▶ _Selected extract_:
Tag: young professional

Little Environmental Engineer

I have an important meeting. My company’s biggest client is in serious negotiations with the EPA tomorrow morning. This client brings in millions of dollars into the company each year. The auditor can’t make it to the meeting. The job manager can’t make it. So it’s all come down to me, little Joan, Environmental Engineer. Not Auditor, not Principal, not Senior Professional. Just Environmental Engineer.

EPA man:

Environmental Engineer, eh? Tell me about this proposed liner! What’s the hydraulic conductivity?

Joan:

(squeak) 10-9! That’s metres per second!

EPA man:

And what’s the risk to the environment? Well? Well? Spit it out!

Joan

Well, there’s already lots of pollution around there…

EPA man:

(roars) NOT GOOD ENOUGH!

Joan:

(bursts into tears) Waaaaaaaaaaaah!

Schmoozing

The Christmas season means a few things. In the business world, it means parties. “Parties?” you say. “Parties are fun! Especially parties thrown to impress clients and competitors. Especially when you get to go for free because your company has paid for you.”

I’m going to a cocktail party at the Docklands tonight. It’s being run by the Property Council of Australia for young professionals. A few of us at the environment group are going, while others are going to a Christmas party hosted by one of the environmental lab companies.

There is a reason why my boss paid for my ticket. It’s unstated but the hope is that I will charm my way into the inner circle of property lawyers, architects, developers and construction managers, throw my business card around, and one day, when these people need an environmental assessment of a property done, they’ll think of Joan.

*ka-ching!*

Good thing I’m extroverted.

I hope the function is populated by interesting and intelligent people. A good cocktail would go down all right, too.

Oops, I did it again

A woman at work here was asked to help me with a project. It’s a project that has been giving me grief. I sense a week or two coming up where I will be slaving away at a computer to get the report out.

She’s come up to help me and I wish I could use her help but at the moment, I have everything, everything, under control. So thanks, but no thanks, not right now. But I didn’t say that, you see. I said, “Mmm, that’s good. Here’s what the project’s about. I’ll need your help when the data comes in. I’m also going to Brisbane in a week so you can champion the project then.” (“Champion” is corporate-speak for “progress” (verb), which is corporate speak for “do”.)

And she’s still trying to be helpful and I honestly don’t know what to do with her. I answer her questions, make encouraging noises but inside I’m thinking, “Please don’t spend too much time on this project yet. I don’t know how the budget is going!”

Look! She’s come back from lunch and, hesitant, has asked, “Joan, are you okay if I work on this project too? I’m not going to take over or anything.”

“Oh!” Somewhat flummoxed. “No, of course you’re not going to take over. You’re being helpful. No, I’m just waiting for more information to come back then we can get stuck into it.”

“Okay,” (looking uncertain) “I just wanted to make sure you were okay with it.”

I felt bad because despite my efforts, I must have been giving out “You’re annoying, go away” vibes.

This has caught me a few times in the past too. Here I am, thinking that I’m doing a good job of hiding my feelings, yet they seem to leak out and affect other people. People can tell. Either I’m not very good at pretending or people just understand human nature.

▶ _Records_:
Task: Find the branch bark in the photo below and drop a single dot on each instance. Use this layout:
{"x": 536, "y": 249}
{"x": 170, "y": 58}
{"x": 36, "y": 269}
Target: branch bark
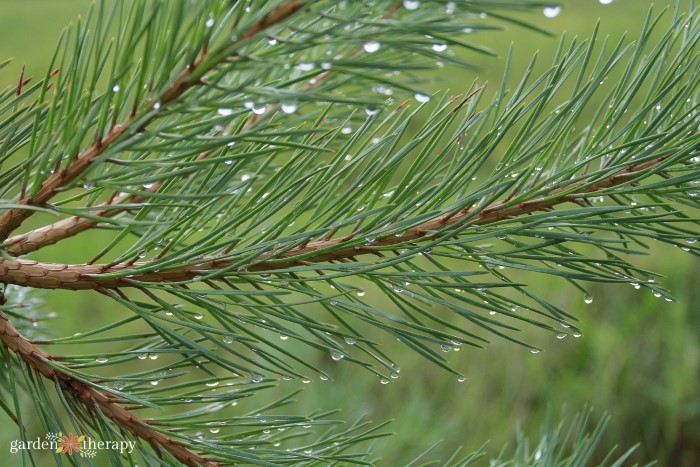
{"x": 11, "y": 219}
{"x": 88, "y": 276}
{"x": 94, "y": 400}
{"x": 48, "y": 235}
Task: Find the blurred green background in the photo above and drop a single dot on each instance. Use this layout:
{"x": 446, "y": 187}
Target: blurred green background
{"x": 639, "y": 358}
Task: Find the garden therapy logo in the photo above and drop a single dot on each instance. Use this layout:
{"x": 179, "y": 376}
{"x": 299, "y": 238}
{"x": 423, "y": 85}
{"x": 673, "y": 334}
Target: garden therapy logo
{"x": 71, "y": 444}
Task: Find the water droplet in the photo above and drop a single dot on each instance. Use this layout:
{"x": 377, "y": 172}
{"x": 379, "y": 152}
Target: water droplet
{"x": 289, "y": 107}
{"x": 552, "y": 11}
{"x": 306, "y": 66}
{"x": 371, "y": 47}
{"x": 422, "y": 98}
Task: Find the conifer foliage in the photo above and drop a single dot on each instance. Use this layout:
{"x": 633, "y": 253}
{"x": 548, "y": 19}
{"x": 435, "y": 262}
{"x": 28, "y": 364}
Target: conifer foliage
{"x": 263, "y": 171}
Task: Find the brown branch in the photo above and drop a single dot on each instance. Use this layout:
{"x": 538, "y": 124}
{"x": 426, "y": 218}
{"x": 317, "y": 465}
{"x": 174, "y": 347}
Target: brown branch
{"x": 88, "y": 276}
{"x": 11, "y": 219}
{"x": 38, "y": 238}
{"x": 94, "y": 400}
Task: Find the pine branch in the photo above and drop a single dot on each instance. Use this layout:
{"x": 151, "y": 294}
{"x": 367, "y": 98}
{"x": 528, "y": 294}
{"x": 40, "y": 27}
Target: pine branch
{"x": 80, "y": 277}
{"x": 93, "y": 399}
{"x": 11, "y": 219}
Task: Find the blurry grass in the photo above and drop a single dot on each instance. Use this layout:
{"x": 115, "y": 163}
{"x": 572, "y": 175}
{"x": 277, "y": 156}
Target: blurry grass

▶ _What is asked_: Write the next part of the blog posts about working as a young environmental engineer, starting right after their last sentence.

▶ _Response to the exercise_:
Edit 1:46PM: I sent her an email explaining what I’ve written here. It made me feel better.

One day, I’ll be able to sell my soul

In our line of work, the most senior of the technical consultants are engaged by clients as expert witnesses in court cases and tribunals. We charge double time for this because it’s an extremely stressful job. Dr Peter, one of my mentors, is a world-acknowledged expert in his particular field of environmental work, yet on the witness stand, lawyers have attacked his credibility. Peter told me about one case where his client had a technically unassailable case, which the prosecution could not match. The prosecuting lawyer chose not to question the technical merits of the analysis and instead, proceeded to attack Peter’s professional and personal character. The aim was to cast doubt on Peter’s competency and integrity.

In the end, our client lost that case.

“Do you think this was fair? Did the judge choose the correct outcome?” I asked Peter.

He considered my question. “No,” he said after a while. “I don’t think it was the right decision.”

At work, there are sometimes flyers in the tea room advertising training workshops on how to be an expert witness. It really is something you have to train for. You have to learn to manoeuvre yourself out of the traps that are set for you. You have to know which laws and regulations to memorise. You have to learn to play a game you have no experience in.

Yesterday, I came across Intota, a website where you can hire expert witnesses in particular fields. For example, check out this expert in ‘Industrial Ventilation System Engineering for Dust and Vapor Control’. It seems like a useful service and maybe one day, I’ll be good enough to be an expert witness. The risk with this kind of thing is that maybe you can hire experts to say anything you want.

Big weekend

The big weekend has begun.

This evening, I went to a swing dance social. I managed to get six work colleagues to come with me. One of them, Laura, is an engineer on secondment in Melbourne from our Dubai office (and she’s originally from Scotland). Another, Katsuki, is an exchange engineer from Japan.

(Aside: There is a myriad of cultures in our office. David was telling me about one of the Dutch engineers. “The Dutch,” he said, “they’re always mixing English and their own language. Have you met Franz? A really great guy. I was talking to him about getting some plans revised and he said, ‘Don’t worry, we’ll do this arse up.’ He did a double take and, with a stricken look on his face, he said, ‘I’m sorry! That was in Dutch!’ Apparently, he meant ‘ASAP’!”)

Tomorrow night, I’m going to the Amnesty International Stand Up For Your Rights Comedy Gala to support a good cause, a good friend or two and to have a good laugh.

On Sunday, I will spend ten hours at a high school theatre because my dance studio is having its annual concert. I’m in six items and have at least that many sets of costumes to bring (including an afro). I have volunteered to shepherd the performers into order as each item is to be performed because I have a loud voice and I’m not afraid to use it. Besides, the disorganisation of last year nearly drove me nuts.

My cold is still lingering. The evolution of a cold seems to be:

  1. Itchy throat
  2. Sore throat
  3. Runny nose
  4. Coughing

I’m at the coughing stage. My dad is probably about to enter stage 4 and my mum has just finished stage 2.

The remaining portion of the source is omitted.